Available data

┄┄┄┄┄┄

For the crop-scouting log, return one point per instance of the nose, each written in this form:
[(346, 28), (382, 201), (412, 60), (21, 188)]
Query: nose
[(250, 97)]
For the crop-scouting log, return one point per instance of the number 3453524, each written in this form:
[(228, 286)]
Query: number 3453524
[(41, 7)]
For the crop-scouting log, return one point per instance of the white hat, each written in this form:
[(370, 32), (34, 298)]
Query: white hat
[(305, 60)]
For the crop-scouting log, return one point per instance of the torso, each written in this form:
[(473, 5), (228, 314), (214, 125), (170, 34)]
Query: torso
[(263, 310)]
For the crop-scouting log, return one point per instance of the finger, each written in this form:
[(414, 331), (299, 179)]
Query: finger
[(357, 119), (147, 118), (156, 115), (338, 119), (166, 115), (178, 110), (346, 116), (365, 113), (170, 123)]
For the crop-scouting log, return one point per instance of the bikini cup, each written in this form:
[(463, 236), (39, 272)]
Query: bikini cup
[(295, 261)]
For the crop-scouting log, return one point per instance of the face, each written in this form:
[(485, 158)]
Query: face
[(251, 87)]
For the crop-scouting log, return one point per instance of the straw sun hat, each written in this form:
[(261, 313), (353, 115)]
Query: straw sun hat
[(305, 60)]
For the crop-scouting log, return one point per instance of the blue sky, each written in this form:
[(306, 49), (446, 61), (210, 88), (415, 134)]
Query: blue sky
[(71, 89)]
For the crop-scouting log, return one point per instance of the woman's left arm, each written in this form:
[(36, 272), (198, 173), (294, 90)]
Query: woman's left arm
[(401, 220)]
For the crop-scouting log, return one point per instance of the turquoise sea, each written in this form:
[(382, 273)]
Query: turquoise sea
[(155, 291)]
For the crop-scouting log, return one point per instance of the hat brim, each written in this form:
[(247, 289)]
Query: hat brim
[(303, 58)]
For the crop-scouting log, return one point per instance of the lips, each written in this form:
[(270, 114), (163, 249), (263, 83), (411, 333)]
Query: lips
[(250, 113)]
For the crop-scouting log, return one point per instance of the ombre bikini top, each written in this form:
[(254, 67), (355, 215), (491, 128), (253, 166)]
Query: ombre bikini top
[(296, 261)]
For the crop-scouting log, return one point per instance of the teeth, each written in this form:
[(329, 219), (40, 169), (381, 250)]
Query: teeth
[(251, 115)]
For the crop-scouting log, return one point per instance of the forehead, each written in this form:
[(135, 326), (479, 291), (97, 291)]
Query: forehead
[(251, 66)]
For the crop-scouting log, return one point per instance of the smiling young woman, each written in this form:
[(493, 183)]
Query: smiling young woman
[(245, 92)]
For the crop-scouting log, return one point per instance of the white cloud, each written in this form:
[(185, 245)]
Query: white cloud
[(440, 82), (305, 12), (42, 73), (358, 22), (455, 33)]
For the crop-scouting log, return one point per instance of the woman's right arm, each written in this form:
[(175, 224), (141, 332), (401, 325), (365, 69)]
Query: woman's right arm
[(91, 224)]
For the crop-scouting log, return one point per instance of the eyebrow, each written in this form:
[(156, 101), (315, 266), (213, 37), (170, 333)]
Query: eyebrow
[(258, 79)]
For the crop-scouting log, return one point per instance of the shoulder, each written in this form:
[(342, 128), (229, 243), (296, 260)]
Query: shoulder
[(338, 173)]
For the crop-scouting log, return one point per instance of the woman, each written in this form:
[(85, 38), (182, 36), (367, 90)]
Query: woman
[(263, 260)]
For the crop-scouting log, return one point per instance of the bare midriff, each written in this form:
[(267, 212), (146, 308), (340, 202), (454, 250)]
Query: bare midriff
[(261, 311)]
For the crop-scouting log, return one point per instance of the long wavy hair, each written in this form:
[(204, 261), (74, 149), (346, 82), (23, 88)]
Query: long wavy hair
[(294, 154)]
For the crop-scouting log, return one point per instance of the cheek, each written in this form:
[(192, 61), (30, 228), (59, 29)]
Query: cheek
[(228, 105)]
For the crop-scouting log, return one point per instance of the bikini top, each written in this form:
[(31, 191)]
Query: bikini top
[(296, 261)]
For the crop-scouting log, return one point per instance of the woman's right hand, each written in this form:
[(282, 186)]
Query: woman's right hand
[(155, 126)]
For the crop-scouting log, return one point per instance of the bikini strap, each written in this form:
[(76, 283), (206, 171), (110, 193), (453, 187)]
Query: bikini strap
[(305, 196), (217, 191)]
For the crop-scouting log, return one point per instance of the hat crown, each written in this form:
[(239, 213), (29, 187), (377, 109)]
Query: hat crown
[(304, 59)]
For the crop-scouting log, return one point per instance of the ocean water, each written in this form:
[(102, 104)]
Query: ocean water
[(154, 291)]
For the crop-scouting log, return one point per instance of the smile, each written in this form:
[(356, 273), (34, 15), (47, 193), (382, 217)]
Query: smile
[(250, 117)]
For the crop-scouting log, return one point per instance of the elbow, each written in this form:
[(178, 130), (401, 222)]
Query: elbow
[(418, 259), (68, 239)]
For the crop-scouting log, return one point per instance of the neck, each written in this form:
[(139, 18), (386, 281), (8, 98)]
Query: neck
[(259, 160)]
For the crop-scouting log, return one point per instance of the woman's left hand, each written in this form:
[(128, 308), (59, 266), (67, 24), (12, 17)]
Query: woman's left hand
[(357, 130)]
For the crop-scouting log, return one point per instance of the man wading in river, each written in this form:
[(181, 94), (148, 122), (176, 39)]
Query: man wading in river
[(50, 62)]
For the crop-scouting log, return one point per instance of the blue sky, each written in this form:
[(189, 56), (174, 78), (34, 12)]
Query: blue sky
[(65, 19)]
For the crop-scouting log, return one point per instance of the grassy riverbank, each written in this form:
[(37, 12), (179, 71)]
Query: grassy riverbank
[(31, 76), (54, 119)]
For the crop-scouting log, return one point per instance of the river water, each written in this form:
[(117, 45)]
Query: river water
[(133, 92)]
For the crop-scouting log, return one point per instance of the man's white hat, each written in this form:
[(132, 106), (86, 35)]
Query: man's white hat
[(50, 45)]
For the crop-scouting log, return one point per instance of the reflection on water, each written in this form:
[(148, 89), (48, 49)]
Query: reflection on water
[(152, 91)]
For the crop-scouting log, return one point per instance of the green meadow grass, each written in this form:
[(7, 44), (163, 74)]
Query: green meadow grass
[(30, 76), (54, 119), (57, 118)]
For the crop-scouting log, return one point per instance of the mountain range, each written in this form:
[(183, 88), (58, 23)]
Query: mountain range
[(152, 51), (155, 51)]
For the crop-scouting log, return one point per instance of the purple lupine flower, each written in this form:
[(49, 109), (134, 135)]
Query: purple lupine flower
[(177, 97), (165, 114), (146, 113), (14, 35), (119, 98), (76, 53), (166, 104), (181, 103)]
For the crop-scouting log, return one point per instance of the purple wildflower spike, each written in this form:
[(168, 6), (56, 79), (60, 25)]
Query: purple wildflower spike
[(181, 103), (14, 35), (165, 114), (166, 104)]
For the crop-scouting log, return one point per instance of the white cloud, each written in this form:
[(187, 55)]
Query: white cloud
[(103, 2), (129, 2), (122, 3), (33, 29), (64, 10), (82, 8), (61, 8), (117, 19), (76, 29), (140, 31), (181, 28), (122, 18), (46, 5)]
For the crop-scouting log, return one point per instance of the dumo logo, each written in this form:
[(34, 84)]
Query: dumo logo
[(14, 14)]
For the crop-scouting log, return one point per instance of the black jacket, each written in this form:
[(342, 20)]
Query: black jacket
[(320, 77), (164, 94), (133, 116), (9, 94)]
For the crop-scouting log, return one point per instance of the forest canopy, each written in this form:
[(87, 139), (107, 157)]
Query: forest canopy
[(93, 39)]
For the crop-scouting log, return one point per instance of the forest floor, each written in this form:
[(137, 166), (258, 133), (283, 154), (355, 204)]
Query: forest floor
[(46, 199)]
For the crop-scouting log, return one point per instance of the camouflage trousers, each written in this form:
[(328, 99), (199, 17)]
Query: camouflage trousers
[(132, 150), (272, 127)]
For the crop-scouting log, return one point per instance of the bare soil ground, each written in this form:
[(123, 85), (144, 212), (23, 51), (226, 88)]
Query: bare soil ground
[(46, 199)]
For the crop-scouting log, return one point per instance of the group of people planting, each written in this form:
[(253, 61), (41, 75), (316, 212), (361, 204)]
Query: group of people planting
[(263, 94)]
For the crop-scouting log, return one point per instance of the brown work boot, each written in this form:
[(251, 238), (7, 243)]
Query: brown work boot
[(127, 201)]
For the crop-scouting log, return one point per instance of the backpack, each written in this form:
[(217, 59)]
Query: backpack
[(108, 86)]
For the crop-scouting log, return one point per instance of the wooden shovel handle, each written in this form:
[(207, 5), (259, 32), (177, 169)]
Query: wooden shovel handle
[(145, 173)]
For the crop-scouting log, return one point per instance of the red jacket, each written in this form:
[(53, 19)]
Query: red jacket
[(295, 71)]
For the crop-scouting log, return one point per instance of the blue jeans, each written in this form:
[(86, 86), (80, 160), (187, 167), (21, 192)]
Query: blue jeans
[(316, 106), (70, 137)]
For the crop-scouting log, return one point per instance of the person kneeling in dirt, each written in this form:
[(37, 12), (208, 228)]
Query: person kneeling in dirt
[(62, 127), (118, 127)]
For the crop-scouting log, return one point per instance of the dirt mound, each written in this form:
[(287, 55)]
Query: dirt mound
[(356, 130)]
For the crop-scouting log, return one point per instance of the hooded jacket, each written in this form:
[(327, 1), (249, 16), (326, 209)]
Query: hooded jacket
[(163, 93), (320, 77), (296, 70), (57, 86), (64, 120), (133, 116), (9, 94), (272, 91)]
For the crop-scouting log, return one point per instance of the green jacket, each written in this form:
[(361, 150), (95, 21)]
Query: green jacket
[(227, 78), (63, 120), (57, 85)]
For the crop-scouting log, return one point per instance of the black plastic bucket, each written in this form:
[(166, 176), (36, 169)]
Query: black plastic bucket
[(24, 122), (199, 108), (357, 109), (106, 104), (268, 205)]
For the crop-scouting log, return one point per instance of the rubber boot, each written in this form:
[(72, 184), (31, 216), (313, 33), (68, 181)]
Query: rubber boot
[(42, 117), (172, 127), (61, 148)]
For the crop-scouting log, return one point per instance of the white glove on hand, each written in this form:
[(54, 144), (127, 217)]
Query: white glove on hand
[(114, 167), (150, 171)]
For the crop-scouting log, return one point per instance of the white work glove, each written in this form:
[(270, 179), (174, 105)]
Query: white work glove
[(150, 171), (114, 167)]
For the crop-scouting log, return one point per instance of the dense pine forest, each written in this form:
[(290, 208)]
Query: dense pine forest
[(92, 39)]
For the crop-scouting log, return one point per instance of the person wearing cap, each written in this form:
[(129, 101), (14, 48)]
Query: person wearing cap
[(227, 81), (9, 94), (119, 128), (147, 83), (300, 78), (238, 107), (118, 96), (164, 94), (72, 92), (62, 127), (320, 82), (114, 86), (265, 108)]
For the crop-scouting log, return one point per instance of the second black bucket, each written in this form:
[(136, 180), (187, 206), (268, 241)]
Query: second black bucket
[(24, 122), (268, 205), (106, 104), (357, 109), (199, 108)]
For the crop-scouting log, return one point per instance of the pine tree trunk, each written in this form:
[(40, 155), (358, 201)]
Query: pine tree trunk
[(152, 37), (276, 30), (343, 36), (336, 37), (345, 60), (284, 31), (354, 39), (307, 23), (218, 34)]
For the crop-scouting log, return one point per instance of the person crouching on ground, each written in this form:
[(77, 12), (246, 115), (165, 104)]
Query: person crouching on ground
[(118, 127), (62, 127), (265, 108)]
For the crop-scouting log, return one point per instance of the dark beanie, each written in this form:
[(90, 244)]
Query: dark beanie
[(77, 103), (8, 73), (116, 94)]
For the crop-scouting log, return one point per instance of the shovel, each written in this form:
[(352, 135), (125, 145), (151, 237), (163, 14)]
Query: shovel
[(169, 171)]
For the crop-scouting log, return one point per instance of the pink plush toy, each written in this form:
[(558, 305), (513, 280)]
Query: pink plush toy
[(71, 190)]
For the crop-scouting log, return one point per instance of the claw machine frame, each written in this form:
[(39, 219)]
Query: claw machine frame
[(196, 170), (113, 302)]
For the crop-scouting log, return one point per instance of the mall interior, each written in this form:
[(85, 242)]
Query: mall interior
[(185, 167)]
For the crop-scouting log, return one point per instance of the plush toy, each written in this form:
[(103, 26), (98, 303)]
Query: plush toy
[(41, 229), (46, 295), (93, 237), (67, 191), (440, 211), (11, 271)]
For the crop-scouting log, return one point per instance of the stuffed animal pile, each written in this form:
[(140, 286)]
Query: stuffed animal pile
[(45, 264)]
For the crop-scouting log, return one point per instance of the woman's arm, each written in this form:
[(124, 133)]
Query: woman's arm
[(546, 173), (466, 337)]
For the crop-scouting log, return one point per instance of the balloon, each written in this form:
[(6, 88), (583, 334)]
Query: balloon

┄┄┄┄┄┄

Short exercise
Find the line that contains "of the dark". Repeat it and every line after it, exactly as written, up to and including the last line of the records above.

Solved problem
For the crop-scouting log, return one point per instance of the dark beanie, each written in this form:
[(90, 244)]
Query: dark beanie
[(77, 103), (8, 73), (116, 94)]
For the crop-scouting log, return one point per instance of the shovel, each written in this form:
[(352, 135), (125, 145), (151, 237), (163, 14)]
Query: shovel
[(169, 171)]
For the crop-scouting log, return one point per instance of the pink plush toy, each written in this form:
[(558, 305), (513, 280)]
Query: pink plush toy
[(71, 190)]
For the crop-scouting log, return one point per instance of the claw machine frame, each written in this form:
[(39, 219)]
Query: claw machine frame
[(196, 170), (113, 302)]
For the crop-scouting log, return one point per instance of the mall interior, each written in this form:
[(85, 242)]
Query: mall interior
[(185, 167)]
For the crop-scouting log, return one point per instance of the plush toy, each written in this form:
[(103, 26), (98, 303)]
Query: plush toy
[(41, 229), (46, 295), (93, 237), (67, 191), (440, 211), (11, 271)]
For the crop-scouting log, return one point per instance of the stuffed animal pile, each written in this form:
[(140, 286)]
Query: stuffed animal pile
[(45, 264)]
For the crop-scouting log, return one point per instance of the woman's arm, each written in this form:
[(124, 133)]
Query: woman's arm
[(546, 173), (466, 337)]
For the crop-scouting log, return one point per instance of the balloon, each written in this form:
[(6, 88), (583, 334)]
Query: balloon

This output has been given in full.